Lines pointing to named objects
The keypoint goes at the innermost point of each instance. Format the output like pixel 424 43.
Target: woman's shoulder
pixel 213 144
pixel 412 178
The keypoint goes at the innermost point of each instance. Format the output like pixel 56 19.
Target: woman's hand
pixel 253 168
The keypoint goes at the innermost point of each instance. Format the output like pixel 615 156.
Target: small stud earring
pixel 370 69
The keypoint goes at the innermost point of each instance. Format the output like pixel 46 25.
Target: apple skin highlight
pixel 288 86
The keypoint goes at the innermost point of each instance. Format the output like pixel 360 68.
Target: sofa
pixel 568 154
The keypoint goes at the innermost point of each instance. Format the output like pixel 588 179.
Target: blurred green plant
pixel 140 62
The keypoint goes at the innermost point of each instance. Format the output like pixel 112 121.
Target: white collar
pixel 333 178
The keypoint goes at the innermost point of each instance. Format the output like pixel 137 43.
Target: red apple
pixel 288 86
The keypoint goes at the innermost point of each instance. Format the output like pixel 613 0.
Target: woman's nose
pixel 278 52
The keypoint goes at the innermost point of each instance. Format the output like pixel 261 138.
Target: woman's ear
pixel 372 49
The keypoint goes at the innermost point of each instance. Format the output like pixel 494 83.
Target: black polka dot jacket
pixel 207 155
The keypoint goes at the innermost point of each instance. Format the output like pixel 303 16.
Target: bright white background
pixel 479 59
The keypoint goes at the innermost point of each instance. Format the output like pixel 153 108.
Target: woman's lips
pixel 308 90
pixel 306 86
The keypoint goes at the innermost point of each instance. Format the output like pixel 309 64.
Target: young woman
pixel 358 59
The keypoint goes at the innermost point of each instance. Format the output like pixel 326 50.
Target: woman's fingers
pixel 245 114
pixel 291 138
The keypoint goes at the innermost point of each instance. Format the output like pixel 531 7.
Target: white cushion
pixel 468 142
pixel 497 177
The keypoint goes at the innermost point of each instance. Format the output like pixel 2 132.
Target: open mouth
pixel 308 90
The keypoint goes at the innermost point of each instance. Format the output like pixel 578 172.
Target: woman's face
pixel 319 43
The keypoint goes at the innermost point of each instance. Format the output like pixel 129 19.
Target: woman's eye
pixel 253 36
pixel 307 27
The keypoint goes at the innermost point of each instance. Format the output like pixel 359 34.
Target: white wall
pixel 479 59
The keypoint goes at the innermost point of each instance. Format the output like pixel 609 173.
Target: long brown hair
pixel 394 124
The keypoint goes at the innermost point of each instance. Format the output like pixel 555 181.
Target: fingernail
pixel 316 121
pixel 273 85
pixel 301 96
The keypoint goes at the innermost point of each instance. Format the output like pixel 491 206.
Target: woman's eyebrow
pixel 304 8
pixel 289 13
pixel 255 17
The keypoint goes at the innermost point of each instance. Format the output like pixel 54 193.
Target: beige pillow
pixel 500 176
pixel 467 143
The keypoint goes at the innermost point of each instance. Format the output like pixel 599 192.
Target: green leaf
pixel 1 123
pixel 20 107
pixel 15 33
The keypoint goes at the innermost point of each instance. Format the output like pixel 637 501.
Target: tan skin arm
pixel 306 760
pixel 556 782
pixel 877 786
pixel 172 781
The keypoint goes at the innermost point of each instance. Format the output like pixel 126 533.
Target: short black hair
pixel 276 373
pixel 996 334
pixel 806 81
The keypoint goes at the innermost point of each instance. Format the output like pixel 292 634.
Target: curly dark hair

## PROBLEM TO SOLVE
Lay out the lines as a numbered list, starting at the line that contains "pixel 56 19." and ending at the line that contains "pixel 497 177", with both of those lines included and any blank lines left out.

## EXPECTED OUTPUT
1. The keypoint goes at the innermost point of each instance. Format the output like pixel 56 19.
2. Target: woman's hand
3. pixel 253 168
4. The keypoint goes at the innermost point of each instance. Format the output like pixel 615 156.
5. Target: small stud earring
6. pixel 370 69
7. The keypoint goes at the innermost point of each instance. Format the output like pixel 46 25.
8. Target: apple skin highlight
9. pixel 288 86
10. The keypoint goes at the innermost point of each instance. Format the output like pixel 360 68.
11. Target: sofa
12. pixel 568 154
13. The keypoint goes at the innermost point of each instance. Format the output like pixel 588 179.
14. Target: blurred green plant
15. pixel 140 62
16. The keypoint goes at the innermost point of each instance. Format the output like pixel 112 121.
17. Target: white collar
18. pixel 333 178
19. The keypoint goes at the innermost point of each instance. Format the output like pixel 137 43.
20. Target: red apple
21. pixel 288 86
22. The keypoint goes at the innermost point of each instance. Format the output like pixel 613 0.
23. Target: woman's nose
24. pixel 278 52
25. The keypoint goes at the innermost point of each instance. Format the output like pixel 261 138.
26. Target: woman's ear
27. pixel 372 49
28. The keypoint goes at the innermost point of each instance. Format the output like pixel 494 83.
29. Target: black polka dot jacket
30. pixel 207 155
31. The keypoint goes at the innermost point of each instance. Format the output like pixel 303 16.
32. Target: bright white background
33. pixel 479 59
34. The keypoint goes at the innermost point of each instance. Format the output like pixel 153 108.
35. Target: woman's lips
36. pixel 308 90
37. pixel 306 86
38. The keypoint goes at the innermost point of each instance. Format the output like pixel 309 64.
39. Target: young woman
40. pixel 358 59
41. The keypoint goes at the innermost point of each instance. Format the output like pixel 326 50.
42. Target: woman's fingers
43. pixel 245 114
44. pixel 291 138
45. The keypoint goes at the innermost point of each instance. Format the output like pixel 531 7.
46. Target: white cushion
47. pixel 468 142
48. pixel 497 177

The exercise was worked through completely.